Our global team are closely tracking the key votes and contests in this worldwide ‘Year of the Election’. In each edition of the Newswire, we look to dive into the upcoming implications, considerations, and opportunities for business.

Harris and Trump polling remains close ahead of election day

National polling indicates a close race: With just a few days before the general election, polling remains extremely close between Vice President Kamala Harris and former President Donald Trump. Real Clear Polling’s average of national polling has Trump leading by 48.4% to 48.0% over Harris. This comes as the Conference Board recently found that confidence amongst consumers has increased as election day approaches, with its consumer confidence index jumping to 108.7 points in October, up from 99.2 in September.

Battleground state polling suggests Trump and Harris tied: Battleground state polling also remains extremely close. A new USA Today/Suffolk University poll found that Trump and Harris are nearly tied in the key battleground state of Wisconsin, at 48% to 47% respectively. A separate new USA Today/Suffolk University statewide poll in Michigan indicates Harris and Trump are tied 47% to 47%, mirroring a similar almost evenly divided Washington Post poll in the region. A new CNN poll also suggests the race is tied in Pennsylvania, both with 48% support.

Remaining travel schedules: Trump’s last rally of the week is expected to be in Salem, Virginia, on Saturday, while the Harris-Walz campaign is yet to announce campaign events for the weekend. Harris will be spending election night at Howard University in Washington, D.C., her alma mater, while Trump’s campaign has said he will have a watch party at a convention center in West Palm Beach, Florida.

Market updates

European Commission imposes tariffs on Chinese EVs amid rising trade tensions with China

On 30 October, the European Commission officially enacted new import tariffs on Chinese-made electric vehicles (EVs), after publishing the regulation in the EU’s Official Journal. This decision follows a year-long investigation into alleged unfair state subsidies provided to Chinese EV manufacturers. The tariffs levied against individual companies vary, determined by the extent of perceived state support and the company’s cooperation level in the investigation. Specific rates are set as follows: BYD Group at 17%, Geely Group at 18.8%, SAIC Group at 35.3%, Tesla at 7.8%, other cooperating companies at 20.7%, and all other non-cooperating companies at 35.3%.

──────────────────────────────

GIVEN PROBLEM 1:
Decide whether each statement agrees with the election and trade newsletter, answering yes or no and quoting the words that settle it: (a) Real Clear Polling's national average shows Harris ahead of Trump. (b) A CNN poll puts Trump and Harris level in Pennsylvania. (c) Tesla faces a 7.8% tariff rate.
GIVEN PROBLEM 2:
Carry on the election and trade newsletter from its last sentence.

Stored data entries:
──────────────────────────────

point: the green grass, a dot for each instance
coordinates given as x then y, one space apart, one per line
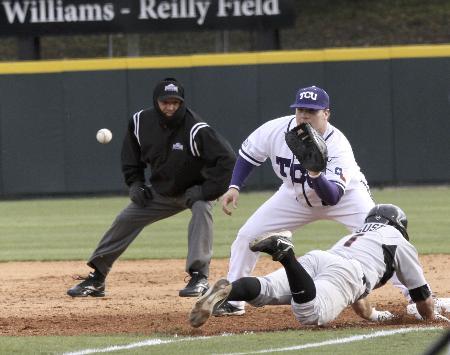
69 229
408 344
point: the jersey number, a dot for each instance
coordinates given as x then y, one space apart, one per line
352 239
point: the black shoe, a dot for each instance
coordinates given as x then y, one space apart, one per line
275 244
91 286
203 308
227 309
197 286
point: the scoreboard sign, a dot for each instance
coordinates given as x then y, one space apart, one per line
52 17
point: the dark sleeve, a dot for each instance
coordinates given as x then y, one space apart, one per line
219 160
241 171
132 166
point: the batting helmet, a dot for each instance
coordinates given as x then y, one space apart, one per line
391 215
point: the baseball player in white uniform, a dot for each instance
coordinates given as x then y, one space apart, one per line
320 284
339 193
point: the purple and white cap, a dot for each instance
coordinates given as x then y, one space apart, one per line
311 97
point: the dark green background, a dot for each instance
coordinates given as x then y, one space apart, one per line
396 114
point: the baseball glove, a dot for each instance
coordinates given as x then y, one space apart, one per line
308 147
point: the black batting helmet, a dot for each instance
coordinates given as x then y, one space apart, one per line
391 215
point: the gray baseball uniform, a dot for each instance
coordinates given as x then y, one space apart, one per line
351 269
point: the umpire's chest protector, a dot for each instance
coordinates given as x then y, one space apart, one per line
167 151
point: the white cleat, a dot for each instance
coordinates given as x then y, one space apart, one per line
203 308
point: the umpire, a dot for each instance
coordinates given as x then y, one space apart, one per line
190 166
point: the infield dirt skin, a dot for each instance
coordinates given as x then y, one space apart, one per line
142 297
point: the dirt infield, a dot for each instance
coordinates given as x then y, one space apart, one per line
142 297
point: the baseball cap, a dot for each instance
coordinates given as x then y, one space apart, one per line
169 88
311 97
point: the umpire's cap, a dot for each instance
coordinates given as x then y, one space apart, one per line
169 88
311 97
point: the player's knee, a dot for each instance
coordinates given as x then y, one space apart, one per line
201 206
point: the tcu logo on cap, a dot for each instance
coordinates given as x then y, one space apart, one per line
307 95
171 87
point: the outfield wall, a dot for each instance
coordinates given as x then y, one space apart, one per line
393 103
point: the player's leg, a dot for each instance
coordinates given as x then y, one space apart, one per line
245 289
280 212
200 241
127 225
338 281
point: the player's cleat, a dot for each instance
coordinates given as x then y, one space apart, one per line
227 309
197 286
275 244
91 286
203 308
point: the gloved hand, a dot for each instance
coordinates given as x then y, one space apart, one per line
381 316
140 193
193 194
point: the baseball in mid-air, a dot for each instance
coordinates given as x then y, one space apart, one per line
104 136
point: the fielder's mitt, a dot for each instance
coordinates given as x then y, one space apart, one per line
308 147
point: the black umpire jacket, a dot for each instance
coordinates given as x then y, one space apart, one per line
181 152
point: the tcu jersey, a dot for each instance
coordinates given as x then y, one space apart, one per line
296 204
348 271
268 142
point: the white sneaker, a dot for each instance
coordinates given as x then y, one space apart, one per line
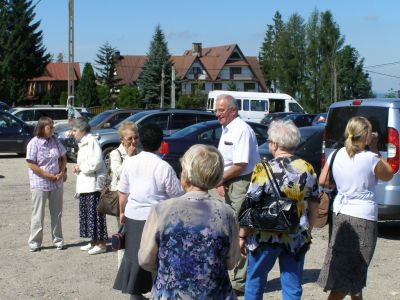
97 250
87 247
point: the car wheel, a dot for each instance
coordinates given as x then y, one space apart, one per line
106 154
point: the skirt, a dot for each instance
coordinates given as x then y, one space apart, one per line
131 278
91 223
349 254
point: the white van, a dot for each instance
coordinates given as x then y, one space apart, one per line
254 106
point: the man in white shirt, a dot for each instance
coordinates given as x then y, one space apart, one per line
238 146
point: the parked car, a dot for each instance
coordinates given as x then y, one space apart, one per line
170 120
175 145
268 118
384 115
300 120
104 120
309 149
4 106
320 119
15 134
31 114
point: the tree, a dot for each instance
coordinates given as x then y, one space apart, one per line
129 96
24 55
106 66
87 89
158 62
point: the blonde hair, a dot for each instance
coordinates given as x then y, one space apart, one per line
127 126
202 166
356 128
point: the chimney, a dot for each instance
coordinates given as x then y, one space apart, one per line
196 49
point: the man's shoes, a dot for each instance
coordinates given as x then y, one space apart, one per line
97 250
87 247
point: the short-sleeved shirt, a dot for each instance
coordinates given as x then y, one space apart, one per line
238 144
45 153
148 180
355 180
298 181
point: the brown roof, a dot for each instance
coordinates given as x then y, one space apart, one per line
128 68
58 72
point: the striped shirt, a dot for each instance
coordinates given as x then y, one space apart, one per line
44 153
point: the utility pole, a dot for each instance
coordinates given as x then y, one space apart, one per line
162 87
71 69
173 87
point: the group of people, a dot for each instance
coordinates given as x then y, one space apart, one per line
181 241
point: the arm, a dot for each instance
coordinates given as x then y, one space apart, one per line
148 252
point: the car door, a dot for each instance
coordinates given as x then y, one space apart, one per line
12 135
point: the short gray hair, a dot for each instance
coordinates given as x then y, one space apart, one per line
285 134
81 124
202 166
229 99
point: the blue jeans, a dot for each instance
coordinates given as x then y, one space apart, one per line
261 262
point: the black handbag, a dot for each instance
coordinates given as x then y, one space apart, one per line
118 239
269 211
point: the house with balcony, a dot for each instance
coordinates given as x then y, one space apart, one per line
54 80
214 68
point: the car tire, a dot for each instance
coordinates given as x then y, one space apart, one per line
106 154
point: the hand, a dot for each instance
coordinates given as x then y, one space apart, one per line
131 150
243 249
221 190
75 169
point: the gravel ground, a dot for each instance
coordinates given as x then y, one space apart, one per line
72 274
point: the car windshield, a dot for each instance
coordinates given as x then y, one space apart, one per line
99 118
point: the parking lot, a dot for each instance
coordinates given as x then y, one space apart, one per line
72 274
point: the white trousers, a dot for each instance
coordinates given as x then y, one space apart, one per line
55 199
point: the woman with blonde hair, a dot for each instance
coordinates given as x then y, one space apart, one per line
356 172
191 241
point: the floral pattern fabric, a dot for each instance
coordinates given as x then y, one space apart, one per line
297 180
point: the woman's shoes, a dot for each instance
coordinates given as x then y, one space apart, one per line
97 250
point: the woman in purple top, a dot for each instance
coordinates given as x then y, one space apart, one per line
46 160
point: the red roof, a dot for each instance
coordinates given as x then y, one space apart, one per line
58 72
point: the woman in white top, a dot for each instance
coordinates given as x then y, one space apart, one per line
88 168
145 181
129 137
355 211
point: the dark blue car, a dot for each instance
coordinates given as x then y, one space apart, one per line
175 145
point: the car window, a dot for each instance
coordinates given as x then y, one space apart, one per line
118 118
25 115
60 114
339 116
179 121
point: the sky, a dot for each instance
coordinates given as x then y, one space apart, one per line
128 25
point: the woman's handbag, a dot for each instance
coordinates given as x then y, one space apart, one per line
269 212
319 216
118 239
109 202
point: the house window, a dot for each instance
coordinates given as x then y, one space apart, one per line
249 86
234 71
217 86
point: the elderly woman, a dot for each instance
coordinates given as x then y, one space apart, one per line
89 168
355 211
191 241
297 180
128 134
145 180
46 160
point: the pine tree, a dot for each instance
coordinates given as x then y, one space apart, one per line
106 65
24 55
87 89
158 59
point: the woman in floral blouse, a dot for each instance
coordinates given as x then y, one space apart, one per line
191 241
297 180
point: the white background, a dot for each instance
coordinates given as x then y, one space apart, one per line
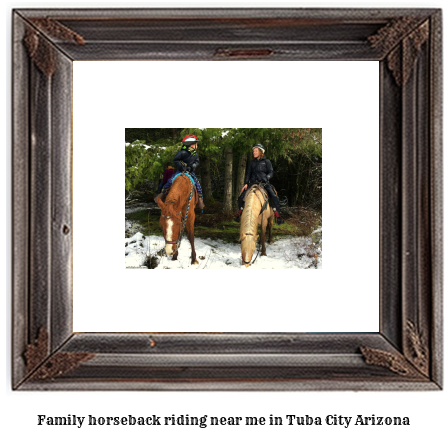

──────────────────────────────

WRITTEN REPLY 1:
(a) No: "Real Clear Polling’s average of national polling has Trump leading by 48.4% to 48.0% over Harris."
(b) Yes: "A new CNN poll also suggests the race is tied in Pennsylvania, both with 48% support."
(c) Yes: "Tesla at 7.8%"

WRITTEN REPLY 2:
In response, China has launched an anti-subsidy investigation targeting European dairy and spirits exports, a strategic move intended to pressure EU member states to reconsider their support for the tariffs. Concurrently, both the EU and China are engaged in a negotiation aimed at reaching a settlement, potentially involving measures such as minimum pricing agreements or import volume caps for EVs. However, a clear timeline for a resolution has yet to be established, and the trade tensions may continue until both sides can agree on terms that address mutual concerns.

Chancellor of the Exchequer delivers first budget of the new Government

On Wednesday, the Chancellor of the Exchequer, Rachel Reeves, delivered the first Labour budget in 14 years, and the first ever by a female Chancellor. 

From the despatch box in the House of Commons, Reeves set out the Government’s plans for taxation and spending in 2024-2025, providing the most concrete articulation yet of Labour’s economic philosophy. Framed as a plan to “restore economic stability” and “drive economic growth”, Reeves sought to project an image of a focused and competent government, pledging “responsible leadership in the national interest”.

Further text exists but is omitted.